**Tasks:**
a – For the article below on 401(k) fees and health plan costs, state whether each of the following statements agrees with it, answering yes or no and quoting the deciding words exactly: (i) a load of 60 basis points equals 6%; (ii) healthcare waste can be ten times greater than the basis points examined in 401(k) plans; (iii) ignorance is a defense available to a fiduciary.
b – Transcribe a passage from the article below on 401(k) fees and health plan costs. Begin at the words "Stepping Over Dollars" and stop after the words "That will change.".

**Page extract:**
>>>
Stepping Over Dollars to Pick Up Pennies

Regulators worry about overcharges on investment plans but ignore issues with healthcare that can be 10 times as bad. That will change.

The U.S. Department of Labor (DOL) is determined to establish regulation over excessive loads and charges built into and sometimes hidden inside 401(k) plans. The costs are known as basis points, called "Bps" (Bips) in the industry, and they represent hundredths of a percent. For example, a load of 60 basis points equals 0.6%, and 100 basis points equals 1%. The DOL’s logic is that trustees and plan fiduciaries are too often oblivious to the excessive costs built into the plan and the resulting reduction in the investment performance for the plan participants. But why are we being distracted about 401(k) pennies when the real culprits have created a healthcare system where hundreds and thousands of excessive cost "Bps" are annually overcharged to plan participants and employers?
Where is the outrage over the lack of transparency for disclosing fees, charges, expenses and loads built into the healthcare system and health plans offered to employers by insurance companies and HMOs? Why is no one demanding accountability for massive claim payment errors, overcharges, hidden charges and compensation, excessive fees, hidden spread pricing or medical errors? Health plan fiduciaries are typically oblivious to the true costs hidden inside their plans in the same way they don’t understand the all-in costs of their 401(k) plan. The major difference is that healthcare waste can easily be 10 times greater than the "Bps” being scrutinized inside 401(k) plans. Imagine if the plan sponsor was held accountable to a fiduciary standard when managing the health plan. Ignorance is not a defense available to a fiduciary. How will you change the way you manage healthcare when the DOL’s Employee Benefit Security Administration declares that health plans are subject to 408(b)(2) regulations? Do you know what questions to ask? Here are a few to think about. See if you know the answers. If you don’t know the answers, then ask yourself, why not? Are you going to wait until regulations mandate that you act in a prudent manner in the best interest of the plan and the participants?
<<<
**Source material:**
>>>
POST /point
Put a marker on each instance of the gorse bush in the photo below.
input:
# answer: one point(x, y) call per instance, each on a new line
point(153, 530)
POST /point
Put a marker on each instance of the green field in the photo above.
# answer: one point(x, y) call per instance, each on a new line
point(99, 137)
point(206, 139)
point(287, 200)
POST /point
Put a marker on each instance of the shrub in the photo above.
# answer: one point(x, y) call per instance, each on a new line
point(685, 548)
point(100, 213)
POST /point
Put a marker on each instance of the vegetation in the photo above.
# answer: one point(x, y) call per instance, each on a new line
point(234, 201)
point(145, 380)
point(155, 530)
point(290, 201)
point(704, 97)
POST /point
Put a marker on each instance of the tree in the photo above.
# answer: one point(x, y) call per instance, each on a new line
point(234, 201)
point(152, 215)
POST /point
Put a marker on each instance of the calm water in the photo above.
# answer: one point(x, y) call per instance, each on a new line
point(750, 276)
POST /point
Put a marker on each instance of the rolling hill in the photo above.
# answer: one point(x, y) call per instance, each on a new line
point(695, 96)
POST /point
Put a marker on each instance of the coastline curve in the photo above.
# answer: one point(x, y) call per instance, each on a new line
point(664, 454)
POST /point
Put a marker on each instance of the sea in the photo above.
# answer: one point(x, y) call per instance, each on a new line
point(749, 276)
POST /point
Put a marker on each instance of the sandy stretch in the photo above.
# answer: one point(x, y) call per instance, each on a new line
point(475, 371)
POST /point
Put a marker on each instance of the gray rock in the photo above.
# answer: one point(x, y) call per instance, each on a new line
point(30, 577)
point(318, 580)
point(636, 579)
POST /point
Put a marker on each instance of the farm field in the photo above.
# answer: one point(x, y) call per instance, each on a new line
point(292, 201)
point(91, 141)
<<<
**Task answers:**
a –
(i) No: "a load of 60 basis points equals 0.6%"
(ii) Yes: "The major difference is that healthcare waste can easily be 10 times greater"
(iii) No: "Ignorance is not a defense available to a fiduciary."

b –
Stepping Over Dollars to Pick Up Pennies

Regulators worry about overcharges on investment plans but ignore issues with healthcare that can be 10 times as bad. That will change.